* STATED EXERCISE *
Could you render everything from the start of the items down to the line containing "[371, 92, 413, 127]" as a Markdown table with the columns Row and Line, numbering each row and skipping blank lines?

━━━ PROVIDED RECORDS ━━━

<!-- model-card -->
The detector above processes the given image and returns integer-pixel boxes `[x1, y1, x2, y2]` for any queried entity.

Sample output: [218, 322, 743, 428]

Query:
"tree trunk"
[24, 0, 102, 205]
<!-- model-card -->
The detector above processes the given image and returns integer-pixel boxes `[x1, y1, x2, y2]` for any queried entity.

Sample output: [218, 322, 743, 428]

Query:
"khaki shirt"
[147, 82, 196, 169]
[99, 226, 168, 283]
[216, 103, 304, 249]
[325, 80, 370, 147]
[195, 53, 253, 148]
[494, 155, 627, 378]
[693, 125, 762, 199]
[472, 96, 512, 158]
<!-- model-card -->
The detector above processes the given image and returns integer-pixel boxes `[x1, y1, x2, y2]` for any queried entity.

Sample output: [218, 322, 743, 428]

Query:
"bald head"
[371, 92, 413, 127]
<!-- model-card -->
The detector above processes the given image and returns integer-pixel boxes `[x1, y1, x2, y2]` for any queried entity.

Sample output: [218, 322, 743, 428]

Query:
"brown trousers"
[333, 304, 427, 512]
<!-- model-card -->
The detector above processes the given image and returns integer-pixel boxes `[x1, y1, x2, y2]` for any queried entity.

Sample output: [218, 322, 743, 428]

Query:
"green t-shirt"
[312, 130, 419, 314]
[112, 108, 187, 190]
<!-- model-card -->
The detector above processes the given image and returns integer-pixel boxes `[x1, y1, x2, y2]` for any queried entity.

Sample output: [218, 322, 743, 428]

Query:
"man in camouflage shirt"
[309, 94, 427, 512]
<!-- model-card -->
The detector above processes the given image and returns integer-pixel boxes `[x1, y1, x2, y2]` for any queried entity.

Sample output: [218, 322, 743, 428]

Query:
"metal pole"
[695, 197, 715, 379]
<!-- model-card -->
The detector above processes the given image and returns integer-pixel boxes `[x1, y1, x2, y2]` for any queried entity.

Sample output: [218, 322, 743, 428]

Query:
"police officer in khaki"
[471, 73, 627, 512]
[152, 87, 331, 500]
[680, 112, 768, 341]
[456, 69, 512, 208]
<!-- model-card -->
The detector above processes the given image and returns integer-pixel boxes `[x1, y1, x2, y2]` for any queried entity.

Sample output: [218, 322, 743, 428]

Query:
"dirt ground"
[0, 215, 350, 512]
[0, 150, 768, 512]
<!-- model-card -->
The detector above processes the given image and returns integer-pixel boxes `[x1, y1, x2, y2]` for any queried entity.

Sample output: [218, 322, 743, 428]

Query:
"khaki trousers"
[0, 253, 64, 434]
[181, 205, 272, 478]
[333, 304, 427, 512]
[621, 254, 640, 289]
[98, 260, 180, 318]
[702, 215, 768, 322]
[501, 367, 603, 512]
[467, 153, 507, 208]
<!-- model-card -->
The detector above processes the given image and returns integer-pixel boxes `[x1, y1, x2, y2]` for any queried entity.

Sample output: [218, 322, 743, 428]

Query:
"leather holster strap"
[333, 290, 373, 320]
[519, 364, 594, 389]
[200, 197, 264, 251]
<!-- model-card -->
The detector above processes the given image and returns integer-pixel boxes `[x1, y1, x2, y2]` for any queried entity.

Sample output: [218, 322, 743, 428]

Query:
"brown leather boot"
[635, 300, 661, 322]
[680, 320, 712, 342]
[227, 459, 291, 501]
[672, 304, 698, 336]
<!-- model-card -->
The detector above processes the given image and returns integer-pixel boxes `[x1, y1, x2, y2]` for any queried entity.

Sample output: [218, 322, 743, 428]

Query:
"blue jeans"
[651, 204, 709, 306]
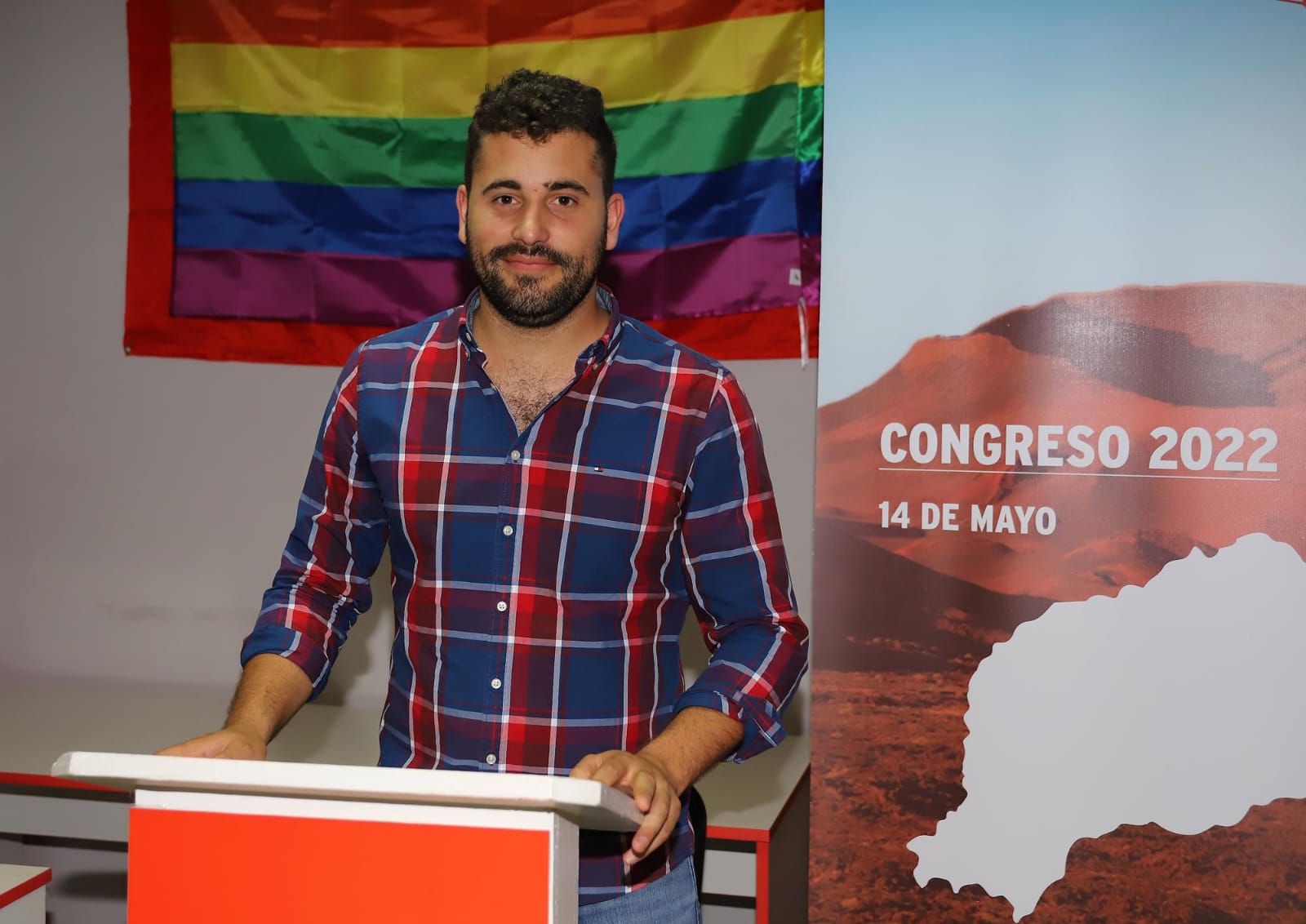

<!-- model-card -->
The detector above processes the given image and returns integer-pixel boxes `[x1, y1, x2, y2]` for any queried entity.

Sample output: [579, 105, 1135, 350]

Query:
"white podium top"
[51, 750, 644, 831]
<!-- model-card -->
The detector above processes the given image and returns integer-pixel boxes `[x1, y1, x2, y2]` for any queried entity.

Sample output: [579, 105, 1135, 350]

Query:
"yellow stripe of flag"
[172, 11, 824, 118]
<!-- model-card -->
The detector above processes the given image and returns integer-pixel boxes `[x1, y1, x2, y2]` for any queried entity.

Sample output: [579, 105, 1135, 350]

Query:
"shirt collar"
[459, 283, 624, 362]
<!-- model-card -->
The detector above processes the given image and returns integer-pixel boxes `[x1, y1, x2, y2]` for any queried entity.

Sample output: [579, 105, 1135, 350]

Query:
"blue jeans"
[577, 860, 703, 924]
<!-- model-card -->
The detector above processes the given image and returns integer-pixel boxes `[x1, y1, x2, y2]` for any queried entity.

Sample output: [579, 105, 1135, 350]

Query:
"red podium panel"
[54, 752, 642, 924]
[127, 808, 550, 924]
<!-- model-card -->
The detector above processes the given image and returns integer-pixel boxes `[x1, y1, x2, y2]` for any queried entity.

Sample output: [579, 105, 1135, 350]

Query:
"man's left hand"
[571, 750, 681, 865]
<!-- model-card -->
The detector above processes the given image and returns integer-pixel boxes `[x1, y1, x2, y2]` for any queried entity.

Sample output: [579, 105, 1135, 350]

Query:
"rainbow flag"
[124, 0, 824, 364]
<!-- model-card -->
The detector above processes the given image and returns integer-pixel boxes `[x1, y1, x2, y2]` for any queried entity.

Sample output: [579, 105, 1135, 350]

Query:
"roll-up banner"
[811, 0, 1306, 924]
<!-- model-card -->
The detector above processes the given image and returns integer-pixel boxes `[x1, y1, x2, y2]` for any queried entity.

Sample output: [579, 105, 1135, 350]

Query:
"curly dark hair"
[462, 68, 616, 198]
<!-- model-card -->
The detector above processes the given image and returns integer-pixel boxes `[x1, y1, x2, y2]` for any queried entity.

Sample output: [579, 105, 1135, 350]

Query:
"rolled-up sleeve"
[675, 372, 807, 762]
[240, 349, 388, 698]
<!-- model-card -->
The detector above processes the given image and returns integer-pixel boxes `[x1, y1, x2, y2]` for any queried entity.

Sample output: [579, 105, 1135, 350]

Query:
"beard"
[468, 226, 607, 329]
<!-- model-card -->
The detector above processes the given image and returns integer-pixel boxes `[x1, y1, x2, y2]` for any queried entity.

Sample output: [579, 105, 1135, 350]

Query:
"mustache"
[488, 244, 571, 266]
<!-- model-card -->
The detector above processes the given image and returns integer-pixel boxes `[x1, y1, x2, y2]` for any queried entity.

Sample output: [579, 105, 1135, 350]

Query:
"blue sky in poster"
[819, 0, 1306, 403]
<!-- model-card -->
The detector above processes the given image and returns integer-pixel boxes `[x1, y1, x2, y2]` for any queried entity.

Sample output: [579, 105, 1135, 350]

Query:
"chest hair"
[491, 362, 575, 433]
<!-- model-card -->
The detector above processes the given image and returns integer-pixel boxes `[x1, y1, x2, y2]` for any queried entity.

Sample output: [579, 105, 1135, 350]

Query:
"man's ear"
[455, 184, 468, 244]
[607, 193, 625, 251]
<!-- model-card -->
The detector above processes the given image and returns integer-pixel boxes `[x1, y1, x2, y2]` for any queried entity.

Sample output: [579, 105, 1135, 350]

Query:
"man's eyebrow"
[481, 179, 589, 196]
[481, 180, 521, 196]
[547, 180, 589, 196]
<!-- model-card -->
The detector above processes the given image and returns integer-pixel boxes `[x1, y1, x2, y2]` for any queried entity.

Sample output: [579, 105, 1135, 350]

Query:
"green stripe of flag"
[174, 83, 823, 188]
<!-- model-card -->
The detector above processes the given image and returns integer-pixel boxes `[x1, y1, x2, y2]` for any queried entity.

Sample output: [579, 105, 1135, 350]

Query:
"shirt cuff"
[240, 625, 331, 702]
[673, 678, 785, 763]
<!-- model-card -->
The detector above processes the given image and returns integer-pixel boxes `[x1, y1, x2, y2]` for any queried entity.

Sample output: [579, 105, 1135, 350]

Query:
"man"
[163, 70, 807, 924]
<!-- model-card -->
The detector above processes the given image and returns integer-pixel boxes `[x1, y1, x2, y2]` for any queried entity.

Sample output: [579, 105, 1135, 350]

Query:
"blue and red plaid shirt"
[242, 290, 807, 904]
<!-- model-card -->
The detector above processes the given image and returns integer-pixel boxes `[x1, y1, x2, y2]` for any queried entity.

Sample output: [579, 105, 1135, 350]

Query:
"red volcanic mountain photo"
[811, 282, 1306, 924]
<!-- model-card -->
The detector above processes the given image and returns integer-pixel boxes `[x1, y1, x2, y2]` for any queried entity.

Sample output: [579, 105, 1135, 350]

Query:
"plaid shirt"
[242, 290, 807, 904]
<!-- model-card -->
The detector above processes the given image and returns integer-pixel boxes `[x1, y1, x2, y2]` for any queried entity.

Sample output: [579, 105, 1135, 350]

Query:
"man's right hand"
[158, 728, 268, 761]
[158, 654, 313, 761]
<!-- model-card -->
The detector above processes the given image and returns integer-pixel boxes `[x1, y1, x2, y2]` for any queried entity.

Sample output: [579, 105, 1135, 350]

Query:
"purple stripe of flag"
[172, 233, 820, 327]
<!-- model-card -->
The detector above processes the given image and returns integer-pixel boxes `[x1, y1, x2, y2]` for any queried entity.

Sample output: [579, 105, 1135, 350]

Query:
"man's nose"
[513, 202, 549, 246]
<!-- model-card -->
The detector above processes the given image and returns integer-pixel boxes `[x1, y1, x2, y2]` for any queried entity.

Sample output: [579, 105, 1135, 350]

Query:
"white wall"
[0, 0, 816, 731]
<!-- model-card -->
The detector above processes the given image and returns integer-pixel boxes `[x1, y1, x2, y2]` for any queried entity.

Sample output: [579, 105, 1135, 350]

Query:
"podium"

━━━

* SOLUTION FOR THIS PROBLEM *
| Row | Line |
|---|---|
| 1 | <!-- model-card --> |
| 2 | The detector above processes the given image and returns integer-pixel boxes `[x1, y1, x2, y2]` for any queried entity. |
| 3 | Sample output: [218, 322, 743, 428] |
| 4 | Query: |
| 5 | "tree trunk" |
| 6 | [24, 0, 102, 205] |
| 7 | <!-- model-card --> |
| 8 | The detector above processes the given image and returns integer-pixel boxes `[x1, y1, x2, y2]` for any queried entity. |
| 9 | Sample output: [218, 322, 743, 428] |
| 10 | Query: |
| 11 | "khaki shirt" |
| 12 | [147, 82, 196, 169] |
| 13 | [99, 226, 168, 283] |
| 14 | [216, 103, 304, 249] |
| 15 | [325, 80, 370, 147] |
| 16 | [195, 53, 253, 148] |
| 17 | [494, 155, 627, 378] |
| 18 | [693, 125, 762, 199] |
| 19 | [472, 96, 512, 158] |
| 20 | <!-- model-card --> |
| 21 | The detector above processes the given image and returns integer-pixel boxes `[x1, y1, x2, y2]` for any queried entity. |
| 22 | Sample output: [218, 322, 743, 428] |
| 23 | Query: |
| 24 | "bald head" |
| 25 | [371, 92, 413, 127] |